(begin)
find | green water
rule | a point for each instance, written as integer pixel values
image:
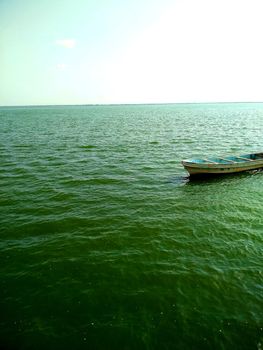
(106, 244)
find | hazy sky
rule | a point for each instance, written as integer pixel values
(130, 51)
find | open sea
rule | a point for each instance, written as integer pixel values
(106, 244)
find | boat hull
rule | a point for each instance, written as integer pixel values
(197, 169)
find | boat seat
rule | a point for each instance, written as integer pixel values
(248, 159)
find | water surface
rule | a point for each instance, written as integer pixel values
(106, 244)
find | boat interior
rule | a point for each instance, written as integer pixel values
(230, 159)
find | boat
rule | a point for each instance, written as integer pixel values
(226, 165)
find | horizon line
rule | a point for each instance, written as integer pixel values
(130, 104)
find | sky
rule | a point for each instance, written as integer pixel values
(132, 51)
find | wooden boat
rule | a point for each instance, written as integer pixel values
(end)
EXERCISE PROMPT: Format all of the data above as a numbered list, omitting any blank lines and leaving out the pictures.

THE RESPONSE:
1. find | green water
2. rule | a point for each instance, written as integer pixel values
3. image:
4. (106, 244)
5. find | hazy sky
6. rule | a point for each instance, written as integer pixel values
7. (130, 51)
8. find | open sea
9. rule | a point for each instance, written as integer pixel values
10. (106, 244)
11. find | boat hull
12. rule | a point for each instance, written as integer pixel values
13. (197, 169)
14. find | boat seat
15. rule | a point for each instance, written as integer pixel values
16. (248, 159)
17. find | water surface
18. rule | a point for each instance, written as integer pixel values
19. (106, 244)
20. find | boat interior
21. rule | a point for each instance, written as integer pixel values
22. (230, 159)
23. find | boat
24. rule | a point for each instance, written as integer pixel values
25. (226, 165)
26. find | horizon line
27. rule | a point for each instance, written as integer pixel values
28. (130, 104)
29. find | sky
30. rule | a point for each instance, written as integer pixel values
31. (132, 51)
32. find | wooden boat
33. rule | a point for each instance, written as integer pixel values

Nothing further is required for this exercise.